== Data to use
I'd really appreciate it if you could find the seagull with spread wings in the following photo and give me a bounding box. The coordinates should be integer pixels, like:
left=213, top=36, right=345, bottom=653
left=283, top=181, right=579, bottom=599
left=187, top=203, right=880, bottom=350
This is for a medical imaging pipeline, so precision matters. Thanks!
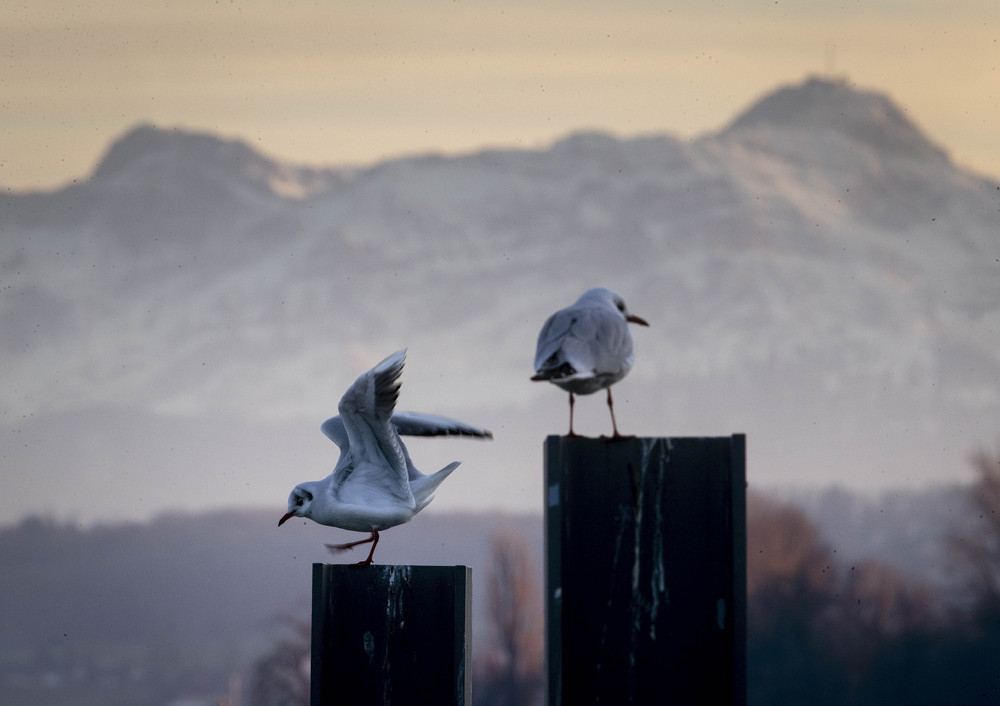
====
- _Task objective_
The entries should be printed again exactly as written, leaving all pictures out.

- _Problem solution_
I'd really appreciate it if you could find the seagull with spread wings in the following photo and give me a bounding box. The coordinates should be integer pixels, like:
left=213, top=36, right=345, bottom=653
left=283, top=181, right=579, bottom=599
left=187, top=203, right=880, bottom=350
This is for a medical imaging pipeline, so precision matters. Thanks!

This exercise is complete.